::: Source passage :::
The broadcaster showcased a Palestinian playwright who called the historical murderers ‘martyrs’ and described Jews as ‘vulgar’
April 16, 2025 16:27The BBC’s Arabic-language service broadcast a song that glorifies three murderers who took part in the 1929 Arab riots in the British Mandate of Palestine that saw the killing of over 130 Jews.
A BBC Arabic programme called National Awareness Through the Art of Storytelling, first broadcast on 9 September, 2024, featured an excerpt of the song From Acre Prison by Palestinian poet Nouh Ibrahim.
In August 1929, Arab rioters targeted Jews in Jerusalem, Jaffa, Safad and Hebron, killing more than 133 and injuring a further 339. The British mandate forces arrested dozens of Arabs and executed three – Muhammad Jamjoum, Fuad Hijazi and Ataa Al-Zir – for having committed “particularly brutal murders”.
::: Stored data :::
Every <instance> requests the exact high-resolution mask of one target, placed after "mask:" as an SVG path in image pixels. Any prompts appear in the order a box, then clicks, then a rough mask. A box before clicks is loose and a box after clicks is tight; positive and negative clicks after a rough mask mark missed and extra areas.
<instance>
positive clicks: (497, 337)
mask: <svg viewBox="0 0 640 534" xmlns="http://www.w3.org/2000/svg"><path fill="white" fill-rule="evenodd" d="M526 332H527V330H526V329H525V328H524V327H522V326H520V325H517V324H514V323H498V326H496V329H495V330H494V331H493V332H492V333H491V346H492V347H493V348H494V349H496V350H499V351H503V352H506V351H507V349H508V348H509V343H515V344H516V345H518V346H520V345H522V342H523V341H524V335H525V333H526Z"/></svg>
:::
• _Activity list_:
1. From the BBC Arabic passage, quote the words from "The broadcaster showcased" to "poet Nouh Ibrahim.".
2. Name every place in the BBC Arabic passage where Arab rioters targeted Jews in August 1929.

• _Expected outputs_:
1.
The broadcaster showcased a Palestinian playwright who called the historical murderers ‘martyrs’ and described Jews as ‘vulgar’
April 16, 2025 16:27The BBC’s Arabic-language service broadcast a song that glorifies three murderers who took part in the 1929 Arab riots in the British Mandate of Palestine that saw the killing of over 130 Jews.
A BBC Arabic programme called National Awareness Through the Art of Storytelling, first broadcast on 9 September, 2024, featured an excerpt of the song From Acre Prison by Palestinian poet Nouh Ibrahim.

2. Jerusalem, Jaffa, Safad, Hebron